Text for analysis =
-- Opening Marker --
Houston’s Hidden Life

Each semester, dozens of University of Houston students participate in Professor Ann Cheek’s Hidden Life of Houston project. Students collect data on urban wildlife that lives in Houston for class credit.

Hidden Life of Houston is a partnership with the Urban Wildlife Information Network, an international city-to-city collaboration that asks two questions: Which aspects of wildlife communities are similar between cities and which are different?

“With everyone using the same sampling protocol, you can make really strong statistical comparisons,” Cheek said.

The project is also a collaboration between UH and Memorial Park Conservancy.

Students set up trail cameras at 25 different sites in the Houston area, ranging from the Houston Arboretum and Memorial Park to Shasta’s Prairie on the UH campus, to the UH Coastal Center at The Mark. The project is designed to use samples from an urban core down to a peri-urban or rural area.

The cameras take pictures 30 days at a time, in January, April, July and October. After animal photos are posted to the Urban Wildlife Information Network database, Cheek can assign photos to different students.

The project started in spring 2020. Biology major Daniela Farfan participated in spring 2021 and is now mentoring other students.

“We had to come up with our own research proposal and use the data we had, Farfan said. “We were separated into groups of four or five, and basically whoever was available to do the work on the pitch would be the one who would go.”

She adds that her involvement with Hidden Life of Houston was the first time she had the opportunity to conduct wildlife research, and it introduced her to a new way to use her degree in biology.

Hundreds of animals have been filmed so far. The list includes armadillos, coyotes, bobcats, squirrels, rabbits, opossums, raccoons, wild pigs, deer, and gray foxes. Visit this link to see wildlife photos.

Coyotes are typically only sighted once every 30 days, but have been photographed at nearly all 25 sites in the Houston area, Cheek said. The Bobcats were seen primarily at sites outside of the Sam Houston Tollway.
-- Closing Marker --
Data provided =
-- Opening Marker --
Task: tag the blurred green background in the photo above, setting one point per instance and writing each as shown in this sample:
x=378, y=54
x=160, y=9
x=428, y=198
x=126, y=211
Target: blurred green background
-- Closing Marker --
Work required = Reproduce the entire article on the Hidden Life of Houston project from the text above, word for word, from its title through its final sentence.

Response box =
Houston’s Hidden Life

Each semester, dozens of University of Houston students participate in Professor Ann Cheek’s Hidden Life of Houston project. Students collect data on urban wildlife that lives in Houston for class credit.

Hidden Life of Houston is a partnership with the Urban Wildlife Information Network, an international city-to-city collaboration that asks two questions: Which aspects of wildlife communities are similar between cities and which are different?

“With everyone using the same sampling protocol, you can make really strong statistical comparisons,” Cheek said.

The project is also a collaboration between UH and Memorial Park Conservancy.

Students set up trail cameras at 25 different sites in the Houston area, ranging from the Houston Arboretum and Memorial Park to Shasta’s Prairie on the UH campus, to the UH Coastal Center at The Mark. The project is designed to use samples from an urban core down to a peri-urban or rural area.

The cameras take pictures 30 days at a time, in January, April, July and October. After animal photos are posted to the Urban Wildlife Information Network database, Cheek can assign photos to different students.

The project started in spring 2020. Biology major Daniela Farfan participated in spring 2021 and is now mentoring other students.

“We had to come up with our own research proposal and use the data we had, Farfan said. “We were separated into groups of four or five, and basically whoever was available to do the work on the pitch would be the one who would go.”

She adds that her involvement with Hidden Life of Houston was the first time she had the opportunity to conduct wildlife research, and it introduced her to a new way to use her degree in biology.

Hundreds of animals have been filmed so far. The list includes armadillos, coyotes, bobcats, squirrels, rabbits, opossums, raccoons, wild pigs, deer, and gray foxes. Visit this link to see wildlife photos.

Coyotes are typically only sighted once every 30 days, but have been photographed at nearly all 25 sites in the Houston area, Cheek said. The Bobcats were seen primarily at sites outside of the Sam Houston Tollway.